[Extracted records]
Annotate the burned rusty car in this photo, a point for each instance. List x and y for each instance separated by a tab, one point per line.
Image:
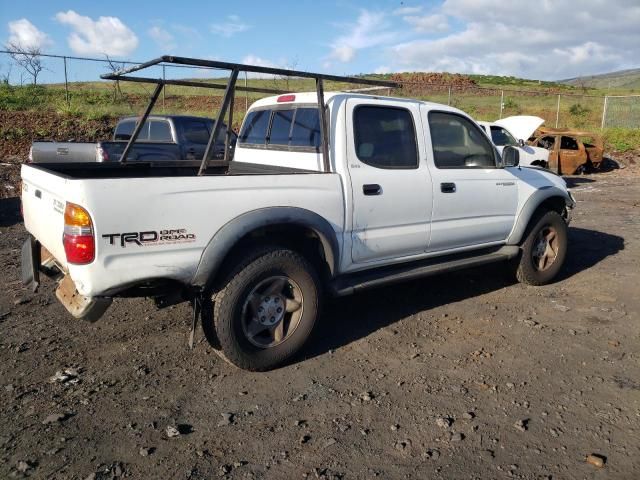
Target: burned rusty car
570	151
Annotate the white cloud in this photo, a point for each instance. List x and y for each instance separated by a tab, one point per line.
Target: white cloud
107	35
25	34
231	26
162	37
428	23
370	29
546	40
344	53
407	11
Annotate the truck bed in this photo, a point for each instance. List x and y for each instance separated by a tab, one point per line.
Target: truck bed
122	199
183	168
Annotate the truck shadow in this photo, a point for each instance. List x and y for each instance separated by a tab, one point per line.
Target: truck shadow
10	211
348	319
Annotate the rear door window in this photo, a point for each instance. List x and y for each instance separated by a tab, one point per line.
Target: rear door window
568	143
196	132
385	137
254	130
281	127
160	131
306	128
459	143
125	128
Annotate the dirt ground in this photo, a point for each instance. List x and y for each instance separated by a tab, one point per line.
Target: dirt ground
466	375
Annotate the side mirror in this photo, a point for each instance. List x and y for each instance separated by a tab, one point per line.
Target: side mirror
510	157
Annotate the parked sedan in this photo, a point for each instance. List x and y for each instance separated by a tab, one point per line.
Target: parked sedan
570	151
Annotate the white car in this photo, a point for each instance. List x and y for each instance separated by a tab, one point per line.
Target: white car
515	131
398	189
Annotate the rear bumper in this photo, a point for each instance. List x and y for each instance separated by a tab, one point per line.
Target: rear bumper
86	308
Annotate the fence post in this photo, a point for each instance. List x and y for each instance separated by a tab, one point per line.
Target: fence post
604	111
164	78
66	81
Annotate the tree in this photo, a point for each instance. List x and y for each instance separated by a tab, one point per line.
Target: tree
114	67
28	58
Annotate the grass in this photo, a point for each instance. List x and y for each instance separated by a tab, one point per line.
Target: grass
99	99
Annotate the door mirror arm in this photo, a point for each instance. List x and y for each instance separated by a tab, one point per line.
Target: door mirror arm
510	157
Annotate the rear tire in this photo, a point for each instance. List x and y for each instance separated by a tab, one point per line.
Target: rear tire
544	249
265	310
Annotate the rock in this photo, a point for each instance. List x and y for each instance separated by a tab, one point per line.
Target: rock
403	446
432	454
367	396
68	375
227	419
522	425
146	451
444	422
329	442
24	466
54	417
488	454
596	460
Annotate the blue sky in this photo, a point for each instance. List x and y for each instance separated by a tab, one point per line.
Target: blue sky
531	39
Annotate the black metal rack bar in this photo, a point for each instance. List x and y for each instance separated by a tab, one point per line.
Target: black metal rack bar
229	93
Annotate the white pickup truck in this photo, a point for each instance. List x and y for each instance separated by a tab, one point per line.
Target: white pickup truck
515	131
412	189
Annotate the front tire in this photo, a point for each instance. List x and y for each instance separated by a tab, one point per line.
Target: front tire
544	249
265	310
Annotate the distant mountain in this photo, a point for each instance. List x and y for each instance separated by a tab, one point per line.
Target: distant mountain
621	79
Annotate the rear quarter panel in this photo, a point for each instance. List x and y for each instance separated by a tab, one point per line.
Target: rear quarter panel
195	206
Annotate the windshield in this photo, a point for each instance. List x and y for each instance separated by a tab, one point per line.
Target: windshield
502	137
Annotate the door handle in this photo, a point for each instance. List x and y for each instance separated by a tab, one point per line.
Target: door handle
448	187
372	189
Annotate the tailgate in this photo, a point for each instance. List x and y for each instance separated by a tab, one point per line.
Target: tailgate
43	204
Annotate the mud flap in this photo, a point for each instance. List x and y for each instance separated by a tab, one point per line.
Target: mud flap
31	263
86	308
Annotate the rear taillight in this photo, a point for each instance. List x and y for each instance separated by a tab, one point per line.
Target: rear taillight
79	244
101	154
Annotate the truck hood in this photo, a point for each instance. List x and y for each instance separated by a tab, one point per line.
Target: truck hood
521	126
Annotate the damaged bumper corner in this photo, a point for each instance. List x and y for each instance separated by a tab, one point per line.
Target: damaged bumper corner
86	308
36	259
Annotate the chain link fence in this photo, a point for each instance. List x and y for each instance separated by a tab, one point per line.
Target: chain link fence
73	83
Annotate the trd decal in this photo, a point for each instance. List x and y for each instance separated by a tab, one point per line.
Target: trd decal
151	237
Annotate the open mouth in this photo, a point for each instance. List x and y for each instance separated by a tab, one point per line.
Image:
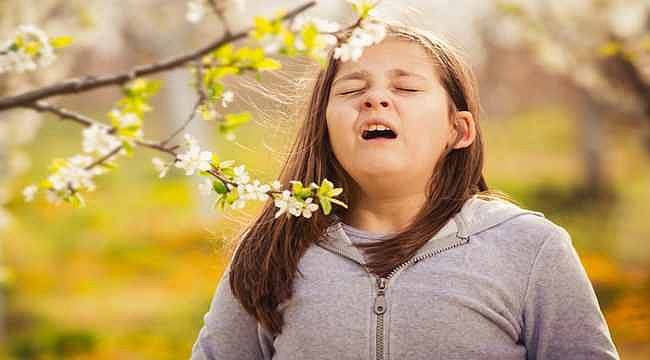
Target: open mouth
378	134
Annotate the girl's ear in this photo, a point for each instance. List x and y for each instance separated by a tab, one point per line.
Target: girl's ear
464	123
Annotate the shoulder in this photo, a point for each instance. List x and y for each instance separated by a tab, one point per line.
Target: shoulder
526	234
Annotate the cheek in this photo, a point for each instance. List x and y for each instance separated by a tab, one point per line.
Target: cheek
340	121
429	133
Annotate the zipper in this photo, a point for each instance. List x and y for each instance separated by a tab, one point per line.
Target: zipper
382	284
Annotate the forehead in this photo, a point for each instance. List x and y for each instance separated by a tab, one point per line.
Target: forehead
392	53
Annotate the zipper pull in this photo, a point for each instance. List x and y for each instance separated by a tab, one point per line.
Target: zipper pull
380	300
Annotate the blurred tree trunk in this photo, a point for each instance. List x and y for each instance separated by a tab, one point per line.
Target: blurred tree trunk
592	143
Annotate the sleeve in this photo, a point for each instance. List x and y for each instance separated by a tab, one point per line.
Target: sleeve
228	331
562	317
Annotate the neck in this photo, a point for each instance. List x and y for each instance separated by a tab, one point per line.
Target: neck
386	213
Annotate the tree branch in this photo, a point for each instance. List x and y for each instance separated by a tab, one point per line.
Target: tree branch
92	82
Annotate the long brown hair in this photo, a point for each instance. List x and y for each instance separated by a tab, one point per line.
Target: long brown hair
265	263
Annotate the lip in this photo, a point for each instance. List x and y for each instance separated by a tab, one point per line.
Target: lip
377	121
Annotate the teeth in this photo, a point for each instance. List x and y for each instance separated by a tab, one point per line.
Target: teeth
374	127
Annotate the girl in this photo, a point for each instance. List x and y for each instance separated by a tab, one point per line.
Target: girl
426	262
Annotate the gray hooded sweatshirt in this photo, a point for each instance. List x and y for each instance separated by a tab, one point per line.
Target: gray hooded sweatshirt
496	282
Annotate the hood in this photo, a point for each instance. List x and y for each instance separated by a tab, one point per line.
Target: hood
479	213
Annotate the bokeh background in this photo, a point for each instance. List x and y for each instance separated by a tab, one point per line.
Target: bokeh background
130	276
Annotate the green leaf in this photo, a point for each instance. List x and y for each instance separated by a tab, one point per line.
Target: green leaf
61	41
215	90
325	204
128	147
109	166
32	48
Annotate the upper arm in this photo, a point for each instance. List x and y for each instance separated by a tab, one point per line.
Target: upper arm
228	331
561	313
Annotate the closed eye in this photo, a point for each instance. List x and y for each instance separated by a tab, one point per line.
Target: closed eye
408	90
348	92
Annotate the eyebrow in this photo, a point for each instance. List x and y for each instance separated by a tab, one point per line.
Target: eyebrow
364	75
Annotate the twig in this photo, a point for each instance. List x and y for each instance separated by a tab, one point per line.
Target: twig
92	82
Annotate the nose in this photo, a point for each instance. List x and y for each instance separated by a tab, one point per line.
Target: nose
376	101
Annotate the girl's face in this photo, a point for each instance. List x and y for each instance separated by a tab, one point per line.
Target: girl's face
394	83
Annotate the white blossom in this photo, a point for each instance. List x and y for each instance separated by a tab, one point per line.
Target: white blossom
282	203
368	33
241	175
227	98
286	203
53	197
160	166
75	174
126	119
29	192
254	191
193	159
19	59
96	139
309	208
190	141
238	204
196	10
205	188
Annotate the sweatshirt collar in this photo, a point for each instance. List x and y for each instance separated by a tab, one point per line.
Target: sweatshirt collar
479	213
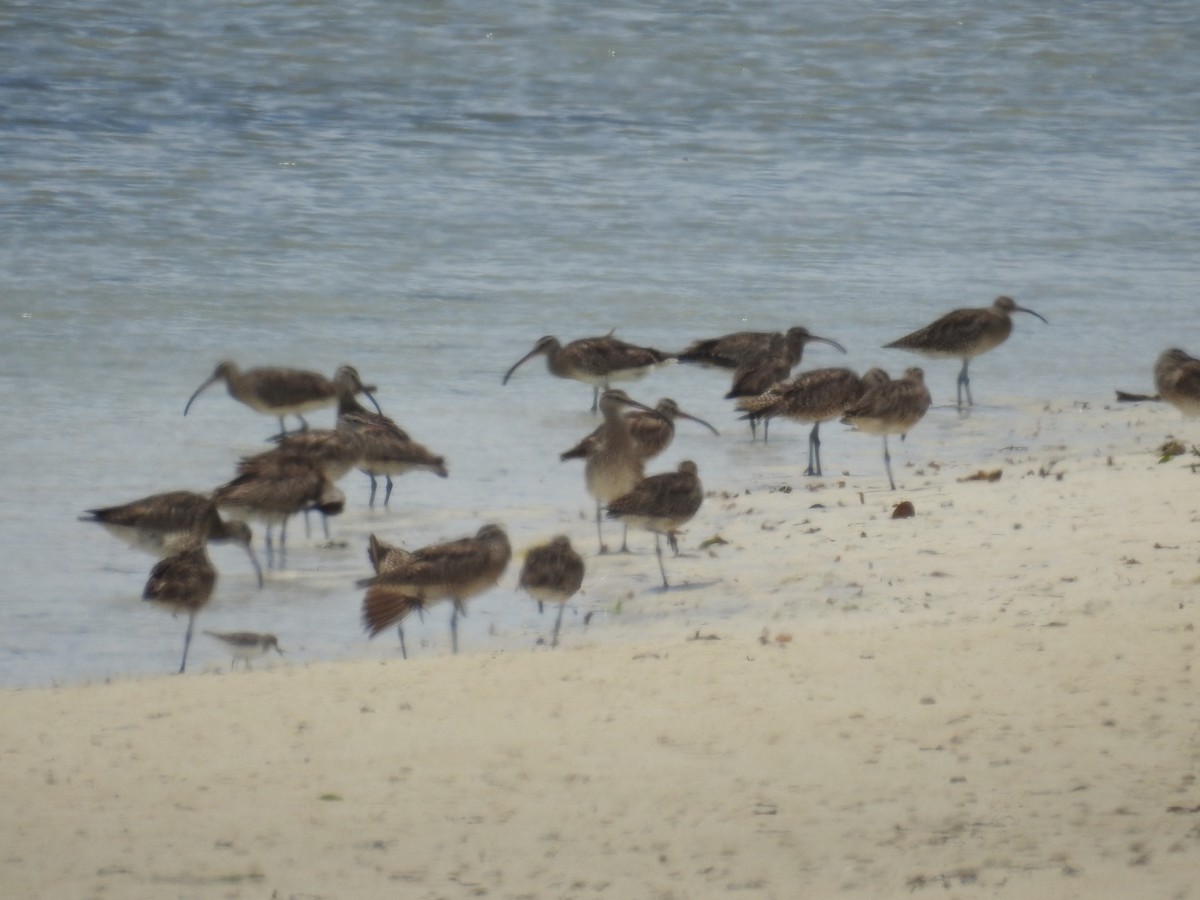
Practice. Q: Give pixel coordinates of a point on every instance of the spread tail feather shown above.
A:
(384, 607)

Instructions for the task: Print, without alteration, only the lines above between the one holding "Annotate the black" and the one holding "Annotate the door handle", inclusive.

Answer to this problem:
Annotate the black metal rack bar in this photo, a point for each instance. List x and y for each instance separated by a tab, one point per line.
Target: black metal rack bar
229	93
Annotate the white pickup truck in this photo, a point for each instance. List x and y for each instance separated by a tab, one point per line.
Target: white pickup truck
515	131
412	189
Annotate the front tire in this photo, a point for each instance. List x and y for each instance separated by a tab, one point per line.
Target: front tire
544	249
265	310
Annotate the distant mountain in this photo, a point for each instance. List x and y for each instance separated by a tab, one point per line.
Target: distant mountain
621	79
Annotate the rear quarter panel in this photo, a point for each instance. List x and y for each instance separated by a tab, one point per line.
Target: rear quarter panel
195	206
Annotate the windshield in this photo, a point for each instance. List x and y for each instance separated by a tab, one point per line.
Target: windshield
502	137
Annotate the door handle in this photo, a point for each instance. List x and y for each instance separated by a tab, one point per line.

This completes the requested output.